- TASK TO COMPLETE -
Output the data below as a two-column CSV with the headers text and answer, one row per entry. Start at the line that contains "of the small" and end at the end of the data; quote every field and replace its line breaks with spaces.

## Start

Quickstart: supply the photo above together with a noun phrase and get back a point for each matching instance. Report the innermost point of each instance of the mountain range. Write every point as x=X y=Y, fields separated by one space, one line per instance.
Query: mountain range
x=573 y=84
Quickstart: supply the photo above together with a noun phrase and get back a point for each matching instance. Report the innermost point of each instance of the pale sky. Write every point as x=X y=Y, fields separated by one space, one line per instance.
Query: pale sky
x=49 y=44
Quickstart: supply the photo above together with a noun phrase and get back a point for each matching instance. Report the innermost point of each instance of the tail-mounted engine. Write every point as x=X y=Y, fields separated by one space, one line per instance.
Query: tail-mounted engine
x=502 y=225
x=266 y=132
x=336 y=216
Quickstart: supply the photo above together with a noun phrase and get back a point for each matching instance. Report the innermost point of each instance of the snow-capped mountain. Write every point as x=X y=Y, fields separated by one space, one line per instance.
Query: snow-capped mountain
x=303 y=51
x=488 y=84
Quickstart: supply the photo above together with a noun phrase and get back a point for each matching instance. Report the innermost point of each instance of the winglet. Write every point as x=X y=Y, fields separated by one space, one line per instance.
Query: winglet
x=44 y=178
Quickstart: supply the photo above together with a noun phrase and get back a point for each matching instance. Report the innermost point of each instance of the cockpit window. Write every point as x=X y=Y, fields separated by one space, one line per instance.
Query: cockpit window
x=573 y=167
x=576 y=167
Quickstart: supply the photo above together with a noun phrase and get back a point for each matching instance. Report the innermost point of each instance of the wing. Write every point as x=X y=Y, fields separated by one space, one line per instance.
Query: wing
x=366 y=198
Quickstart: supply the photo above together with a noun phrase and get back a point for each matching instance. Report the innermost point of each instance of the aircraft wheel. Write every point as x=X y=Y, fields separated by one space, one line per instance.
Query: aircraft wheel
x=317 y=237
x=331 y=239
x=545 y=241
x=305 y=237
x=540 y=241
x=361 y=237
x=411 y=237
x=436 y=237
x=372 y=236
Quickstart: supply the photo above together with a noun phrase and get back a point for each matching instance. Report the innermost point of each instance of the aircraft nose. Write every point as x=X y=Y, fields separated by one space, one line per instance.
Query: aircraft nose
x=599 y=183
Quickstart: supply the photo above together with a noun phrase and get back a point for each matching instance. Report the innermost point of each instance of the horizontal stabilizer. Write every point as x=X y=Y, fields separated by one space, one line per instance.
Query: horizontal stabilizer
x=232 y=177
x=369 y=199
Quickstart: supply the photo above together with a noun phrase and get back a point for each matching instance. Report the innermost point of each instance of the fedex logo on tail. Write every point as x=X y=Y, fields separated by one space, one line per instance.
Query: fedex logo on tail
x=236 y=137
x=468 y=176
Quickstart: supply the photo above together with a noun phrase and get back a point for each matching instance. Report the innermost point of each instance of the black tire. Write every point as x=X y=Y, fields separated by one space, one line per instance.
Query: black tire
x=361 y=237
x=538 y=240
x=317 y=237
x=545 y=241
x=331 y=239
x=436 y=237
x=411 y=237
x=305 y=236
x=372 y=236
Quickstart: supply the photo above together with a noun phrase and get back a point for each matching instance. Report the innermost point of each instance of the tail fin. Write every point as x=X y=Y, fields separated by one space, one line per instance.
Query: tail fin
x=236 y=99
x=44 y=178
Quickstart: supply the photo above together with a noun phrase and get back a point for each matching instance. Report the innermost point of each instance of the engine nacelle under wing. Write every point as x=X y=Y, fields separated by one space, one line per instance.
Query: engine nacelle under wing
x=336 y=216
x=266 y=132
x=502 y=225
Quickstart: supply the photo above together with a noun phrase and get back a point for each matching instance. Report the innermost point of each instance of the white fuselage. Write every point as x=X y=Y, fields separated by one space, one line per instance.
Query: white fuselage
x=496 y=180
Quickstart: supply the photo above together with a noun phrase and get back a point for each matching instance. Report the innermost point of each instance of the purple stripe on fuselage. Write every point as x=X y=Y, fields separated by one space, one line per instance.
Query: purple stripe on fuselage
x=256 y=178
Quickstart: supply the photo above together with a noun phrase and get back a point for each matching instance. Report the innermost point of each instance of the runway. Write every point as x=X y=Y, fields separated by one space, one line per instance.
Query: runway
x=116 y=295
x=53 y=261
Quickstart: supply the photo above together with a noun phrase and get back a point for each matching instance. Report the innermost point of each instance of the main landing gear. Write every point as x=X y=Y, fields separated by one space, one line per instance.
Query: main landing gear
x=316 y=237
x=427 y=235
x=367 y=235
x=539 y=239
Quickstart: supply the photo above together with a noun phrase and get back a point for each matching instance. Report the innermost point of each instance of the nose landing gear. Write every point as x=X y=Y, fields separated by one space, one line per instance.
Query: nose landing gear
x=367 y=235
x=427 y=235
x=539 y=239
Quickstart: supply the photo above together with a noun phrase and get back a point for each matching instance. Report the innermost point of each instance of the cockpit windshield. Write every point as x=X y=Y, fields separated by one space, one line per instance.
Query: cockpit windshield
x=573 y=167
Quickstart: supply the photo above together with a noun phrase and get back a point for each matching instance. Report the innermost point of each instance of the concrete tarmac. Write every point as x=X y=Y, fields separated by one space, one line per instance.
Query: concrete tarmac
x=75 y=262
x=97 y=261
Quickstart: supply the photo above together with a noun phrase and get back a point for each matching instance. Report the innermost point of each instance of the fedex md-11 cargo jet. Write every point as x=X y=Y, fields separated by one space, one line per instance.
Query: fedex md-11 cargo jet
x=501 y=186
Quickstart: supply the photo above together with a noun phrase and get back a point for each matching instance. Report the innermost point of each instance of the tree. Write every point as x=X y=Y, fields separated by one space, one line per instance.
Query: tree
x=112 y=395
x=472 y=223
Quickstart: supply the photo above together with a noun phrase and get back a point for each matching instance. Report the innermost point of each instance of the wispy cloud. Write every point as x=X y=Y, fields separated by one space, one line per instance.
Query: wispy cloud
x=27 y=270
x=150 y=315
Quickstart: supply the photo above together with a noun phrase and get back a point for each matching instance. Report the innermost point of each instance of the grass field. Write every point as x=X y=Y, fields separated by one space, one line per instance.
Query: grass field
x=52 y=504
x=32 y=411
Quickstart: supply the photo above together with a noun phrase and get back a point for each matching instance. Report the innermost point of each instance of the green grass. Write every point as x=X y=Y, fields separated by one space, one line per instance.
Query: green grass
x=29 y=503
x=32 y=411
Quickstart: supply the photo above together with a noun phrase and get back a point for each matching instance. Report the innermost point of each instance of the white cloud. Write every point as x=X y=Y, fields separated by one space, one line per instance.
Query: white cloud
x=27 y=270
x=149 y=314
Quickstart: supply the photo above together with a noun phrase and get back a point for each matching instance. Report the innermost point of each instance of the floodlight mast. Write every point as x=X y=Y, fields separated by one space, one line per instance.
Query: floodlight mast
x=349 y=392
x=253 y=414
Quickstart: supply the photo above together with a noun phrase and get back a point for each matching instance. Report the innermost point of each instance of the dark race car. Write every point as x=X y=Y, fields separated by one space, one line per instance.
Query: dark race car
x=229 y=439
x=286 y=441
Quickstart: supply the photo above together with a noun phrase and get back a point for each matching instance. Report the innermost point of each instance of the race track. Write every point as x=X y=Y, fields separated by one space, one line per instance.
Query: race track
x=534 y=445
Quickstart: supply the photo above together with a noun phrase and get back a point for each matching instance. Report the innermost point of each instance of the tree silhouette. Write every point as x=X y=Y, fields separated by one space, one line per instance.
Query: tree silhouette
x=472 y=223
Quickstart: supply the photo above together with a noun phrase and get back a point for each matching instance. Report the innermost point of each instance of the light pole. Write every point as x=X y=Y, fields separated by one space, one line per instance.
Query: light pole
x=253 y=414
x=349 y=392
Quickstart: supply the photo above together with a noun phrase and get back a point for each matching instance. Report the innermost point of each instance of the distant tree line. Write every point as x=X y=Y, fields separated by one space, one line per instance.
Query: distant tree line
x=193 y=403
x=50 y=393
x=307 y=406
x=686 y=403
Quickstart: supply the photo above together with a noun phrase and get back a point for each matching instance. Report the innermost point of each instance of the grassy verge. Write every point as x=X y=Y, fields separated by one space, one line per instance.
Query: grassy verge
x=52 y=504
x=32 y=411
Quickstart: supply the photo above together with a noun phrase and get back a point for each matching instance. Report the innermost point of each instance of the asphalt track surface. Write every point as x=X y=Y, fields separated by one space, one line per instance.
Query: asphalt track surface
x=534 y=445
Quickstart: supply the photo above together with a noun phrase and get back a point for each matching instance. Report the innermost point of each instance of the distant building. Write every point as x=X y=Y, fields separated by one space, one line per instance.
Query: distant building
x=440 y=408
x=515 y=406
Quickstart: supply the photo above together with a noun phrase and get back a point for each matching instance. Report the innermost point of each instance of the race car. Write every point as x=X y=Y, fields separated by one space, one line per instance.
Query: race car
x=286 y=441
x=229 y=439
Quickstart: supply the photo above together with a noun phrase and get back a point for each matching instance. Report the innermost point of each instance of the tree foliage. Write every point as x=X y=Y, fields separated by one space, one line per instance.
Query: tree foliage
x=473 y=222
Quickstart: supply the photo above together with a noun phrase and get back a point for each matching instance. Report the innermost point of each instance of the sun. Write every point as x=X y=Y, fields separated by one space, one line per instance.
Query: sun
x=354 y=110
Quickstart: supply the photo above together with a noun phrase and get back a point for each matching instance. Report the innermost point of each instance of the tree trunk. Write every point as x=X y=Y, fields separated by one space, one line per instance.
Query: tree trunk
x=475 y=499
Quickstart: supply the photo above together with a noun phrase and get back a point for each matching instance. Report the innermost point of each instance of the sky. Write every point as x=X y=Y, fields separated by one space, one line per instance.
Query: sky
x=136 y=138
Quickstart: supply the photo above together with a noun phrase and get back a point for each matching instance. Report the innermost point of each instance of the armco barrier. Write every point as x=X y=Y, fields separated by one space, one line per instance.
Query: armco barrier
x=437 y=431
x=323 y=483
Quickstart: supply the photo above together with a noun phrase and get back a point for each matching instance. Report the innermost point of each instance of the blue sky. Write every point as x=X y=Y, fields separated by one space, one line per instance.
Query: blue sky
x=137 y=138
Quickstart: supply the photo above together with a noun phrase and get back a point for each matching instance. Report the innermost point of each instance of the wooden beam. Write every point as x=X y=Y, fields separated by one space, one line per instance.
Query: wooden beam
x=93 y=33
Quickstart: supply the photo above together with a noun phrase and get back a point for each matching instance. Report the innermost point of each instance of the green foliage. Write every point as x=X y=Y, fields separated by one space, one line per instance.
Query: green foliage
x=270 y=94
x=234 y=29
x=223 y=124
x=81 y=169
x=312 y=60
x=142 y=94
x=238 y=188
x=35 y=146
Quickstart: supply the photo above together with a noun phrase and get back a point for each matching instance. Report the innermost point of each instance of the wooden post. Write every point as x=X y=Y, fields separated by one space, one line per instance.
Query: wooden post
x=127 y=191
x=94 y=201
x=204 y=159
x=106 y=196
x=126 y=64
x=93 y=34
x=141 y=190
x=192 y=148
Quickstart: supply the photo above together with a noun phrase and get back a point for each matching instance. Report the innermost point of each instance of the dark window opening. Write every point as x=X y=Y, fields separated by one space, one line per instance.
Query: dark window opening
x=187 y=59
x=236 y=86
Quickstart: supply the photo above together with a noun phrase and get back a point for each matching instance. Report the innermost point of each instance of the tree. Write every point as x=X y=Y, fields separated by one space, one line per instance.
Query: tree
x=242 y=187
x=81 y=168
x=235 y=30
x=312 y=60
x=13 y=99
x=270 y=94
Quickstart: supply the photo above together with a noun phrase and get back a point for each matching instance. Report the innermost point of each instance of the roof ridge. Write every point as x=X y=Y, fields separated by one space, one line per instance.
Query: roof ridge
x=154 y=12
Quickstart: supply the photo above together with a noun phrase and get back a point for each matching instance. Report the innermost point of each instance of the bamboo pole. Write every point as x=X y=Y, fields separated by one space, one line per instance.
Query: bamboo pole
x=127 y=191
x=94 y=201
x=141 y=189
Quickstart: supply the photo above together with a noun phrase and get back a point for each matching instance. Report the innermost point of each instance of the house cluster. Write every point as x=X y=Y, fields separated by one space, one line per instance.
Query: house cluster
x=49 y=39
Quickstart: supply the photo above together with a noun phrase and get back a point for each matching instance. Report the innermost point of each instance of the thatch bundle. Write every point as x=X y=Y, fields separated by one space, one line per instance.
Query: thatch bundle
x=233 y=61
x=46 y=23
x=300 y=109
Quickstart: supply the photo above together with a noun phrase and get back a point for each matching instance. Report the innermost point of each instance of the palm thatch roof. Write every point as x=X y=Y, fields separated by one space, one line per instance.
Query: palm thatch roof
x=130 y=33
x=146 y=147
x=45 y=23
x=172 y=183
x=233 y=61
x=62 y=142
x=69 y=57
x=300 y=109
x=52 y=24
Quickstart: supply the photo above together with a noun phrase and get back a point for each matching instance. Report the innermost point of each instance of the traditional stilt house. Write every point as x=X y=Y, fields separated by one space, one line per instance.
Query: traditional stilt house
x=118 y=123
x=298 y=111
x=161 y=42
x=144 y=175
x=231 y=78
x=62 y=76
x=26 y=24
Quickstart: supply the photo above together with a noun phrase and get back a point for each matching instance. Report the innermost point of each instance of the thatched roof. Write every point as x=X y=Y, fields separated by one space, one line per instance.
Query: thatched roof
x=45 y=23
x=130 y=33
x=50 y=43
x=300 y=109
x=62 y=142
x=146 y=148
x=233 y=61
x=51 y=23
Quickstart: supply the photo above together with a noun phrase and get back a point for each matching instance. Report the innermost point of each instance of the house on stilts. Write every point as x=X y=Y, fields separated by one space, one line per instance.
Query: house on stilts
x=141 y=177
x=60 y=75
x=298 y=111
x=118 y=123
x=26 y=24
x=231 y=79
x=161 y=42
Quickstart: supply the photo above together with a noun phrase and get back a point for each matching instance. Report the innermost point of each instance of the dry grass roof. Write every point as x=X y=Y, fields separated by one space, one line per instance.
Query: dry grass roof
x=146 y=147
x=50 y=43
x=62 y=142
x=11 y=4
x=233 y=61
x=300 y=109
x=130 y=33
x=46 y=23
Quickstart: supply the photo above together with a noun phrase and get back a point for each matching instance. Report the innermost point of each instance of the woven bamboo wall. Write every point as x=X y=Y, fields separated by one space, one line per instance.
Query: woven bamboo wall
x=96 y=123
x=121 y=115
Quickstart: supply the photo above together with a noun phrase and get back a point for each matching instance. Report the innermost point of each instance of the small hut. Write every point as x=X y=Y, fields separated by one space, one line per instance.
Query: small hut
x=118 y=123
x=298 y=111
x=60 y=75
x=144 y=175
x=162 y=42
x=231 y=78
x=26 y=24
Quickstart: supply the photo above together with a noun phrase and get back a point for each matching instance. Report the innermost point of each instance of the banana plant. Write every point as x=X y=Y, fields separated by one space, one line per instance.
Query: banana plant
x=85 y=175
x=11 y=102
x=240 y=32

## End

- RESULT OF THIS TASK -
text,answer
"Quickstart: supply the photo above together with a noun phrase and get back a point for each matching instance. Report the innermost point of each instance of the small hut. Write every point as x=X y=Y, fields separated by one space, one line per instance. Query: small hut","x=118 y=123 x=298 y=111 x=60 y=75 x=144 y=175 x=162 y=42 x=231 y=78 x=26 y=24"
"Quickstart: supply the photo above together with a noun phrase and get back a point for each matching instance. Report the innermost point of each instance of the banana plant. Write every point as x=X y=Y, fields separated by one space, one line per instance. Query: banana plant","x=85 y=175 x=11 y=102 x=240 y=32"